Directions: These entries are to be set down again exactly.

Task data:
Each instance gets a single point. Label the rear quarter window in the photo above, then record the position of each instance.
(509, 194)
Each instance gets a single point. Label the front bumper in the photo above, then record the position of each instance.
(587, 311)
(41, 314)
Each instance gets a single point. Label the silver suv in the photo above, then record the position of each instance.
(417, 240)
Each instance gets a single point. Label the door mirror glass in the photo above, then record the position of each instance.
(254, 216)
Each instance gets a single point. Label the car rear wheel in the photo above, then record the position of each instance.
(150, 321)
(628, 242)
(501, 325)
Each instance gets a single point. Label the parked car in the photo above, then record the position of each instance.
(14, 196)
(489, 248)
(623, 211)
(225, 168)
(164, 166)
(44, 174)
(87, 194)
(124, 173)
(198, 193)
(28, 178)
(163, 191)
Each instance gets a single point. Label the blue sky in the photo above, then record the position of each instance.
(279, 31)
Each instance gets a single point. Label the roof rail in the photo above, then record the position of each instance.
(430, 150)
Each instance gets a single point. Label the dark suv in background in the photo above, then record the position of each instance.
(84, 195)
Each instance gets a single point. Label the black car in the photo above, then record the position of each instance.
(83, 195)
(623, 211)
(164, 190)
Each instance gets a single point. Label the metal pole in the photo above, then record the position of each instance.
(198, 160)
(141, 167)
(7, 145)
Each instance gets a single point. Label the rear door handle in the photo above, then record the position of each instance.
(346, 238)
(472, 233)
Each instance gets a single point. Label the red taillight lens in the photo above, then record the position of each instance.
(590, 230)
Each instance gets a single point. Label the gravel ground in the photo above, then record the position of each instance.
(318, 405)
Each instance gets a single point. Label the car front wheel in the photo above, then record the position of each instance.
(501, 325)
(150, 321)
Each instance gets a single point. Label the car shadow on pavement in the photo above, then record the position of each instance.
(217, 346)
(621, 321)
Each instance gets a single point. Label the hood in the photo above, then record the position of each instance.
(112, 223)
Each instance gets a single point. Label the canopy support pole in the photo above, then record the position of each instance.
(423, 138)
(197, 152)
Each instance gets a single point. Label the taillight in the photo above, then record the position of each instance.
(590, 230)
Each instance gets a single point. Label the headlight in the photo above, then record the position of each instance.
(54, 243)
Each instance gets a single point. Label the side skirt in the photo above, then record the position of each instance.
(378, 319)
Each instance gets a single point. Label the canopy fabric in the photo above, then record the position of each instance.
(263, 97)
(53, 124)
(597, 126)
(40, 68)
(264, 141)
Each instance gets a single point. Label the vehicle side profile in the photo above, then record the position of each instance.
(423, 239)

Answer to this exercise:
Each instance gets a single point. Label the rear quarter window in the photo above, then record the position of each instance.
(509, 194)
Each instance gets a single point. Label the front bumper in the photo above, then record the position of each instance.
(587, 311)
(41, 314)
Each instance gets a single point. Label the silver suv in the photo above, then record the position of each instance.
(417, 240)
Each instance gets a single point. Label the door mirror glass in the photo above, then record the position of each instance.
(254, 216)
Each instance gets a single point. Label the car rear wheel in the photo above, then record the position of each instance.
(150, 321)
(628, 242)
(501, 325)
Each instance gets a single point. Label the parked car in the photo above, then record the position of each instance.
(14, 196)
(489, 248)
(623, 211)
(225, 168)
(164, 166)
(44, 174)
(87, 194)
(124, 173)
(198, 193)
(28, 178)
(163, 191)
Each instance gets a single point. Label the blue sky in the photo above, then record the position of each instance.
(279, 31)
Each instance gets a single point. Label the roof rail in the photo above, then record the position of each instance.
(430, 150)
Each instance gets a single point. Label the dark suv in background in the photo above, then record the position of each instance.
(84, 195)
Each instance gets a single point. Label the black car in the photo above, then record the position of each instance.
(83, 195)
(623, 211)
(164, 190)
Each instance gets a single point. Label the metal pole in the photo above, then record the position of each instance.
(198, 160)
(141, 167)
(7, 145)
Each instance gets a single point. Label the rear door handle in the photo above, then record the position of each instance.
(346, 238)
(472, 233)
Each instance gets a single point. Label the red taillight lens in the photo above, then record the position of each instance.
(590, 230)
Each instance gets a single point. Label the gravel ground in the photo above, then record the position of each instance.
(318, 405)
Each instance gets a single point. Label the car front wheel in the photo above, then record the position of each instance.
(501, 325)
(150, 321)
Each instance gets a single point. Label the car shadow on pavement in the photo above, then record the position of each instance.
(217, 346)
(621, 321)
Each instance gets a single point. Label the hood in the photo above, then record the position of each instance.
(112, 223)
Each instance gets a single point. Label the canopy support pole in the photo above, then record the position of each instance.
(423, 138)
(197, 152)
Each instance gets a single point. Label the taillight in the photo above, then record the position of each instance.
(590, 230)
Each instance gets a single point. Label the headlight in the photo above, then record the position of each instance.
(54, 243)
Each instance gets a single point. Label the side skirt in the photo above, then record the position of each instance.
(378, 319)
Each instance gets a single point. Label the canopy fabric in the photo above, then record the position of each instance.
(263, 97)
(53, 124)
(597, 126)
(40, 68)
(264, 141)
Each instance gets a single point. Label the vehicle side profile in the photo above, then record the position of each instance.
(423, 239)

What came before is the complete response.